[Image annotation data]
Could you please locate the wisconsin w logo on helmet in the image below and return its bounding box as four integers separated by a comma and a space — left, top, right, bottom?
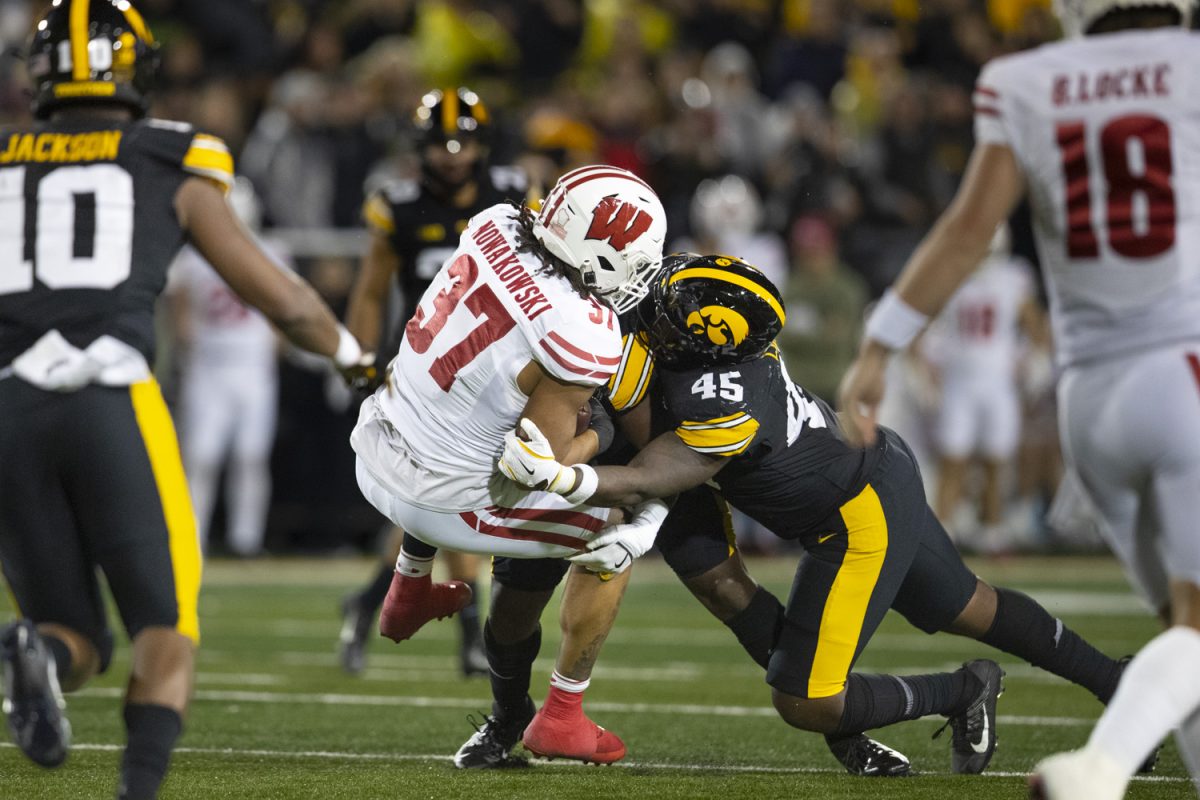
584, 194, 653, 251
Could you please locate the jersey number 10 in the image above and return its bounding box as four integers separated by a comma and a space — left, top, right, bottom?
0, 164, 133, 295
1055, 114, 1175, 258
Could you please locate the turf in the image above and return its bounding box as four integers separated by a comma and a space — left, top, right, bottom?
0, 557, 1195, 800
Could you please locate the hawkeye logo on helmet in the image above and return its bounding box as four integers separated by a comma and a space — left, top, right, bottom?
688, 306, 750, 347
584, 194, 653, 252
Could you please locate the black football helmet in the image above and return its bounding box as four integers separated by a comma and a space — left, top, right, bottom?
637, 253, 786, 369
413, 86, 491, 145
28, 0, 158, 119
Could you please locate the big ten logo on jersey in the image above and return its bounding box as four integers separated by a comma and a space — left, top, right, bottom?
0, 164, 133, 294
958, 302, 996, 339
584, 194, 653, 252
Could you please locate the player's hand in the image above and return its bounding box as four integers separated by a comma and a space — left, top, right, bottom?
838, 342, 889, 447
337, 353, 383, 393
497, 417, 575, 494
566, 500, 667, 575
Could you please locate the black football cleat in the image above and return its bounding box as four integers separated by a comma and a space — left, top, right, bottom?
454, 697, 535, 770
337, 595, 374, 675
826, 733, 912, 777
934, 658, 1004, 775
0, 620, 71, 766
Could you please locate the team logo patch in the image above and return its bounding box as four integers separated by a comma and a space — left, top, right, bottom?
584, 194, 653, 252
688, 306, 750, 347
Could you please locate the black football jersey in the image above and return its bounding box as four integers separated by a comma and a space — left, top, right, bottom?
650, 347, 883, 541
362, 167, 528, 359
0, 119, 233, 367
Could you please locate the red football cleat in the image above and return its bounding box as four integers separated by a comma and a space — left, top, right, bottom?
522, 688, 625, 764
379, 572, 470, 642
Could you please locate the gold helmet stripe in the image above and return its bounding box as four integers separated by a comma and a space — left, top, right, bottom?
442, 89, 458, 138
68, 0, 91, 80
118, 2, 154, 44
667, 266, 787, 325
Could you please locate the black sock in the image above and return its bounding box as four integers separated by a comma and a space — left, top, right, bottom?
401, 534, 438, 559
979, 589, 1121, 703
359, 563, 396, 615
833, 669, 980, 738
725, 587, 784, 669
38, 631, 71, 684
116, 704, 184, 800
484, 622, 541, 716
458, 581, 479, 646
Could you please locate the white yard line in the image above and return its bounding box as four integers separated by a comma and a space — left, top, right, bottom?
0, 741, 1188, 783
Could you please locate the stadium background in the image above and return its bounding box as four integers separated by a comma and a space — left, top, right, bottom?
0, 0, 1099, 552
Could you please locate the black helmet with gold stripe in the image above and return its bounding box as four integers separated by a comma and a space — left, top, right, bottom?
29, 0, 158, 119
638, 253, 786, 369
413, 86, 491, 144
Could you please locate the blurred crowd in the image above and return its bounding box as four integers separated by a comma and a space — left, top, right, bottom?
0, 0, 1099, 551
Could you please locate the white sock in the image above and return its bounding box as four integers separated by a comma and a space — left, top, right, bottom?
396, 547, 433, 578
550, 669, 592, 694
1175, 710, 1200, 792
1087, 625, 1200, 775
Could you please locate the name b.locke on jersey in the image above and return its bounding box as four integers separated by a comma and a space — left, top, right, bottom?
1050, 64, 1171, 106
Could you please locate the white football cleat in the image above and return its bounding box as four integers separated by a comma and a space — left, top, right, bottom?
1030, 750, 1129, 800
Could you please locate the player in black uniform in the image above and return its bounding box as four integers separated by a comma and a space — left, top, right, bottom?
500, 255, 1123, 774
0, 0, 373, 800
338, 86, 527, 675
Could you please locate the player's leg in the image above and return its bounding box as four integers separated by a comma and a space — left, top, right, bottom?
455, 558, 570, 769
523, 566, 632, 764
0, 379, 113, 766
71, 380, 200, 800
337, 527, 404, 675
356, 459, 468, 642
443, 551, 487, 676
226, 365, 278, 558
180, 363, 238, 552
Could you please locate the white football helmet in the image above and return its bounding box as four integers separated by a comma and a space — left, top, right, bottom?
1054, 0, 1192, 37
533, 164, 667, 314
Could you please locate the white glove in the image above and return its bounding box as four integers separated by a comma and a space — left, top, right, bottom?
566, 500, 670, 573
497, 417, 575, 494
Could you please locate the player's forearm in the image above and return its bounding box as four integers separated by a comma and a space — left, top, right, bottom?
346, 290, 384, 350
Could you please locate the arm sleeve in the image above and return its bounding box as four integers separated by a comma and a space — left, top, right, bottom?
184, 133, 233, 192
972, 62, 1013, 148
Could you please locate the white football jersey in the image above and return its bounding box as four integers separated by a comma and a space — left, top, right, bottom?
352, 204, 622, 511
168, 241, 288, 366
974, 28, 1200, 366
923, 257, 1033, 383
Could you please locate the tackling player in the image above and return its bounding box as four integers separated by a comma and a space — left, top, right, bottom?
499, 254, 1122, 774
0, 0, 367, 800
350, 160, 666, 763
841, 0, 1200, 800
340, 86, 527, 675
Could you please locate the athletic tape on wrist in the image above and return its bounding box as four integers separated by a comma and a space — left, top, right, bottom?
865, 289, 929, 350
334, 325, 362, 369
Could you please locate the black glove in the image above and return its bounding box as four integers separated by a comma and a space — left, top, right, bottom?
588, 396, 617, 456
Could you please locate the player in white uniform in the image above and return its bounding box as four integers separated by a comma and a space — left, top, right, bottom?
350, 166, 666, 763
922, 225, 1037, 551
167, 178, 280, 557
840, 0, 1200, 800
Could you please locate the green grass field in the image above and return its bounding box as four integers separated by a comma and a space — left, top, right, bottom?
0, 557, 1195, 800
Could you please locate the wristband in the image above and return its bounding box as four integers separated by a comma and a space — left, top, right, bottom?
334, 325, 362, 369
864, 289, 929, 350
563, 464, 600, 506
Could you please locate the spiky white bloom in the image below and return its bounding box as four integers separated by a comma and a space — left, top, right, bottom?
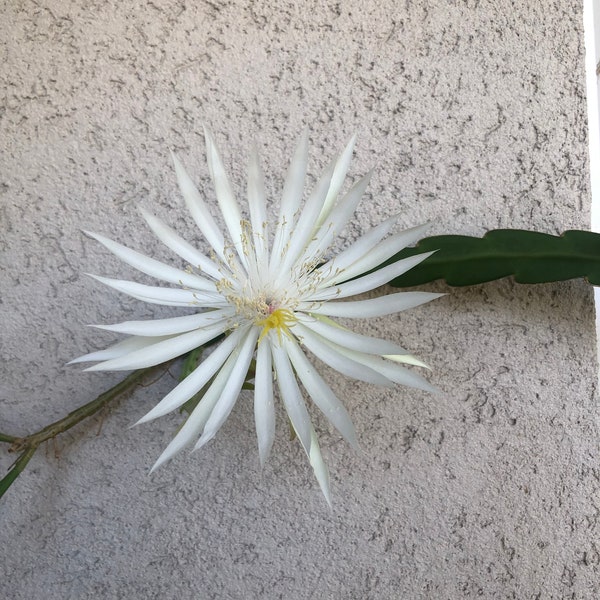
73, 131, 440, 502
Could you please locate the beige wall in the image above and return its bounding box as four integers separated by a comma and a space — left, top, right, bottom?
0, 0, 600, 600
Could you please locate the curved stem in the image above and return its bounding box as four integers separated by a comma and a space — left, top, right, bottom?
0, 361, 172, 498
0, 433, 19, 444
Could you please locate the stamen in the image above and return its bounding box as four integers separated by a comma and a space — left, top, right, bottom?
256, 305, 296, 343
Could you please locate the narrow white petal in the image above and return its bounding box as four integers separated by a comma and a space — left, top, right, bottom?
308, 425, 331, 508
84, 231, 216, 292
136, 329, 245, 425
383, 354, 431, 371
92, 309, 234, 336
86, 273, 227, 307
299, 173, 371, 263
324, 224, 431, 284
330, 347, 438, 393
317, 214, 401, 283
248, 147, 269, 273
269, 129, 308, 274
67, 336, 170, 365
194, 327, 258, 450
317, 135, 356, 225
254, 342, 275, 465
150, 338, 244, 472
171, 152, 225, 259
270, 332, 312, 454
204, 127, 246, 266
292, 321, 391, 387
298, 292, 445, 319
306, 252, 434, 302
86, 319, 229, 371
276, 154, 336, 286
284, 338, 358, 448
140, 208, 223, 279
302, 318, 407, 356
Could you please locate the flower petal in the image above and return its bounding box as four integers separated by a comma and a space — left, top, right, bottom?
270, 332, 312, 454
308, 425, 331, 508
302, 318, 407, 356
330, 347, 439, 394
248, 147, 269, 273
254, 342, 275, 465
136, 329, 245, 425
139, 208, 223, 279
305, 252, 434, 301
171, 152, 225, 259
67, 336, 171, 365
204, 127, 246, 266
86, 273, 228, 308
84, 231, 216, 292
317, 135, 356, 226
269, 129, 308, 274
92, 308, 234, 336
316, 214, 401, 285
326, 224, 431, 284
284, 338, 358, 449
150, 336, 245, 473
292, 321, 391, 387
299, 173, 371, 263
194, 327, 259, 450
298, 292, 445, 319
275, 151, 335, 287
86, 319, 231, 371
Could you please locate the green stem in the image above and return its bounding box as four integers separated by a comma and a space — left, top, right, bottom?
0, 433, 19, 444
0, 446, 37, 498
0, 363, 169, 498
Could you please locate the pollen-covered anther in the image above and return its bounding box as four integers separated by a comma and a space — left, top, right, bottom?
256, 305, 296, 342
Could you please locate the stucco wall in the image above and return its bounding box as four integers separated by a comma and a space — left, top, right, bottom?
0, 0, 600, 600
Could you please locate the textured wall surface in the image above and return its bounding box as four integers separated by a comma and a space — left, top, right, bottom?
0, 0, 600, 600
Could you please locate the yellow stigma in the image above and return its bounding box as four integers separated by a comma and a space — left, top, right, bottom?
256, 308, 296, 342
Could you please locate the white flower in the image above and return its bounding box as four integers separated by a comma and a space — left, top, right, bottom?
73, 132, 440, 502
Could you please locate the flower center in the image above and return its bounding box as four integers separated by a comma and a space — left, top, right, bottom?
256, 304, 296, 342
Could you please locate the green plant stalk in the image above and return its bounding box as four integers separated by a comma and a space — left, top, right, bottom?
0, 363, 169, 498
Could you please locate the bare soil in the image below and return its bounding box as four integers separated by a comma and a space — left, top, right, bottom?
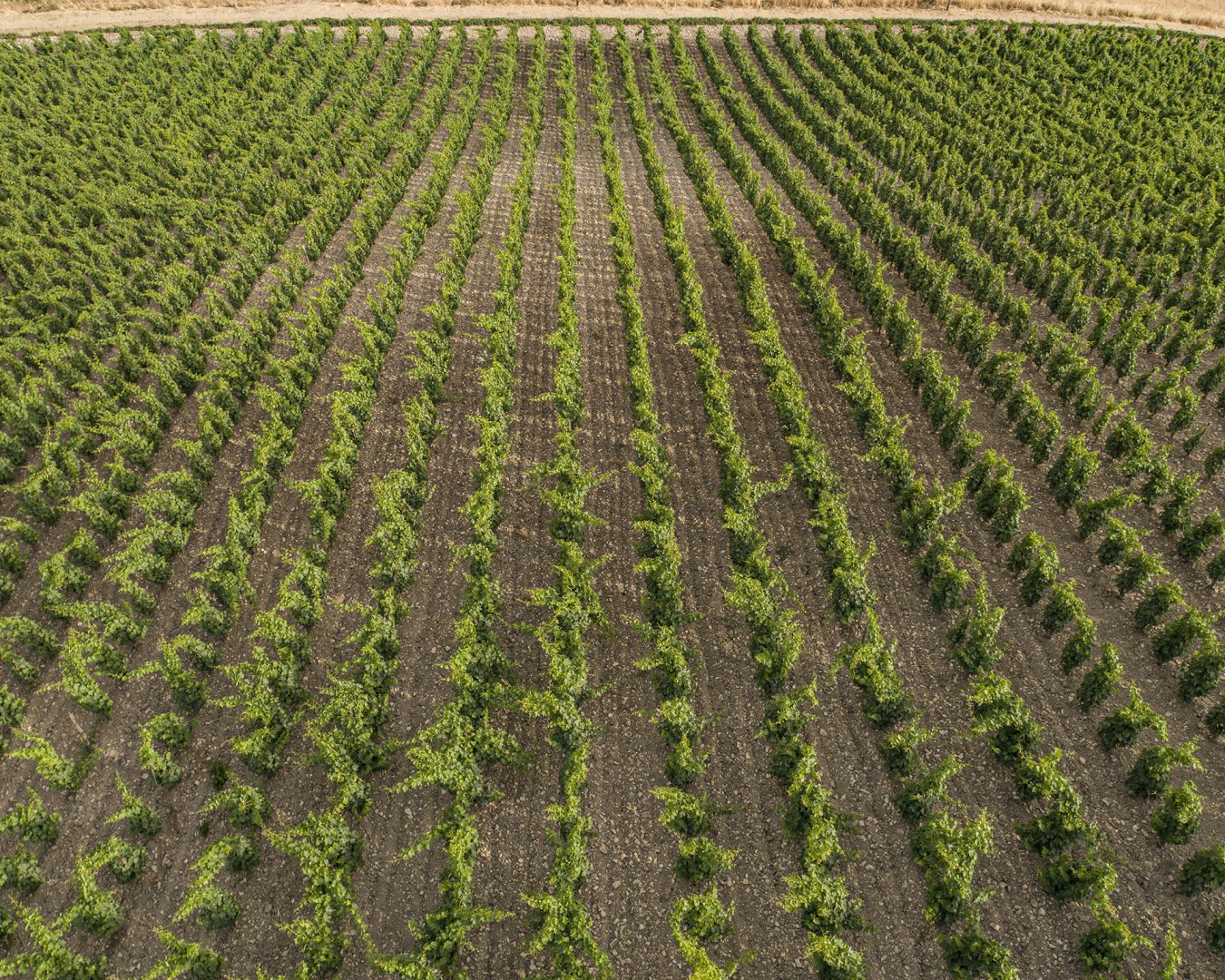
0, 0, 1225, 37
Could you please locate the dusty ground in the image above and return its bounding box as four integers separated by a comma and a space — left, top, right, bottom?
0, 15, 1225, 977
0, 0, 1225, 35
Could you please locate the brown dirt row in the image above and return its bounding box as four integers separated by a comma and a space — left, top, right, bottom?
0, 0, 1225, 35
666, 23, 1219, 963
793, 23, 1225, 593
725, 23, 1219, 779
656, 26, 1097, 975
728, 23, 1217, 751
0, 30, 382, 619
5, 24, 470, 980
347, 31, 557, 976
593, 26, 901, 975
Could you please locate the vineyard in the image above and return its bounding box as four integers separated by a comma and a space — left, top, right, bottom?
0, 21, 1225, 980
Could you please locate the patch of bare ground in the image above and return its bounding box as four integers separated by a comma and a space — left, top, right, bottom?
732, 23, 1225, 740
789, 24, 1225, 597
5, 26, 466, 969
0, 28, 372, 619
546, 29, 679, 980
0, 0, 1225, 35
460, 28, 561, 977
671, 23, 1222, 976
652, 23, 1093, 976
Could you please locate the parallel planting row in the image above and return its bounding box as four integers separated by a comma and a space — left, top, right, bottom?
0, 15, 1225, 980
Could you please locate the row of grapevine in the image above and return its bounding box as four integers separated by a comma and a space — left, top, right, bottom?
522, 25, 612, 977
707, 23, 1210, 833
588, 24, 739, 980
648, 29, 1034, 976
156, 29, 505, 973
0, 26, 374, 607
274, 32, 545, 972
616, 28, 865, 976
674, 23, 1135, 964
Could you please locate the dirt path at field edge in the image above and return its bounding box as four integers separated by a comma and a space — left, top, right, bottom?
0, 0, 1225, 37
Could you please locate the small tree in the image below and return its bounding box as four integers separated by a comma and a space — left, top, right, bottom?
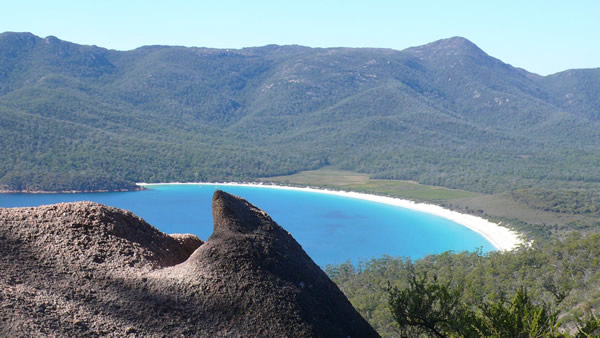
388, 274, 478, 337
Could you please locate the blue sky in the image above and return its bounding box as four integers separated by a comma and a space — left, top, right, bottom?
0, 0, 600, 75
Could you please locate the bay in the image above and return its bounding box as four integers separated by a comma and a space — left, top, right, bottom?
0, 184, 495, 266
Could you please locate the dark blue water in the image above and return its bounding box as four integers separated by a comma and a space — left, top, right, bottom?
0, 185, 494, 266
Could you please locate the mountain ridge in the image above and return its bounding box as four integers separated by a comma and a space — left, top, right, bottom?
0, 33, 600, 192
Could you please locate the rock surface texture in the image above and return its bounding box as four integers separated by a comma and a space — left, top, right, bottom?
0, 191, 377, 337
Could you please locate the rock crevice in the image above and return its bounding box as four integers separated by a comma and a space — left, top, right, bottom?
0, 191, 377, 337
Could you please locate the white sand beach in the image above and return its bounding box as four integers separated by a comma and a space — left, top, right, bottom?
137, 182, 524, 251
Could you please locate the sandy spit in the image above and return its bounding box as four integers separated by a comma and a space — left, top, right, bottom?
137, 182, 524, 251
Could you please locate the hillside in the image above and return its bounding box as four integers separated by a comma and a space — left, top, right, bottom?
0, 191, 378, 337
0, 33, 600, 192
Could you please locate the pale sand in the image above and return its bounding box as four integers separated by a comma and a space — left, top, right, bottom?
137, 182, 524, 251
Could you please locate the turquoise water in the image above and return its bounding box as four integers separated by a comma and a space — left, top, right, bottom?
0, 185, 494, 266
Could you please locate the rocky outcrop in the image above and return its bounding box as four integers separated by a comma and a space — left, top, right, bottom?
0, 191, 377, 337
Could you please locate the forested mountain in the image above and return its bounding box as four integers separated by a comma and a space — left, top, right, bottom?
0, 33, 600, 192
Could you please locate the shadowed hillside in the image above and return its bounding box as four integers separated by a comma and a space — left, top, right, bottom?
0, 33, 600, 192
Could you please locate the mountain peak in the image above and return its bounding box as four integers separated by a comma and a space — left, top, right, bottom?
406, 36, 488, 60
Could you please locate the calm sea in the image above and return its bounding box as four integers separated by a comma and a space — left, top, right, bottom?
0, 185, 494, 266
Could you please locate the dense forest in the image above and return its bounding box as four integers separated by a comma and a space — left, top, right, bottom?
0, 33, 600, 195
326, 233, 600, 336
0, 33, 600, 336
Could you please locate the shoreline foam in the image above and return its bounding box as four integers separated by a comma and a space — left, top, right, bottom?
137, 182, 523, 251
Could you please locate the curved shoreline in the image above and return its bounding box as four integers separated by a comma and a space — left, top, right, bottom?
136, 182, 524, 251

### AIM
Please convert the lines from the line with "Could you please locate the vineyard" to the line with "0, 184, 495, 266", both included, into a JSON list of strings with one string per line, skipping blank lines and leaving out the pictures.

### EXPECTED ANSWER
[
  "Could you please locate the vineyard in the image above and return its bounding box as four integers separated by a comma and a space — left, top, right, bottom?",
  "0, 21, 1225, 980",
  "Could you please locate the patch of bare ground in the image above and return its bounding box as four integers separated by a comma and a space — left, top, right, bottom?",
  "732, 23, 1225, 740",
  "789, 24, 1225, 597",
  "5, 26, 466, 969",
  "0, 28, 372, 619",
  "546, 29, 679, 980",
  "0, 0, 1225, 35",
  "460, 28, 561, 977",
  "671, 23, 1222, 976",
  "652, 23, 1093, 976",
  "Could you please locate the parallel planting row in the image above and return its bounding box as four integers separated by a comma and a space — left, top, right, bottom?",
  "0, 15, 1225, 980",
  "Could you please locate the row of grapevine in the image above and return its bounding box as four integers separated by a comma and a space — left, top, right, bottom?",
  "522, 25, 612, 977",
  "707, 23, 1210, 833",
  "588, 24, 739, 980",
  "648, 29, 1034, 976",
  "156, 29, 505, 973",
  "0, 26, 374, 607",
  "274, 32, 545, 972",
  "616, 28, 865, 976",
  "674, 23, 1135, 964",
  "Could you please locate the dirt path at field edge in the image above and return its bounding box as four integers separated by a comma and a space — left, top, right, bottom?",
  "0, 0, 1225, 37",
  "Could you please locate the small tree in the image below and return its bounding box as four integers separated by a comma and a space — left, top, right, bottom?",
  "388, 274, 478, 337",
  "Could you please locate the blue sky in the image above and return its bounding box as four integers separated by a comma and a space — left, top, right, bottom?",
  "0, 0, 600, 75",
  "Could you please locate the bay in the image above and return its bounding box as four integers separated by a comma and a space — left, top, right, bottom?",
  "0, 184, 495, 266"
]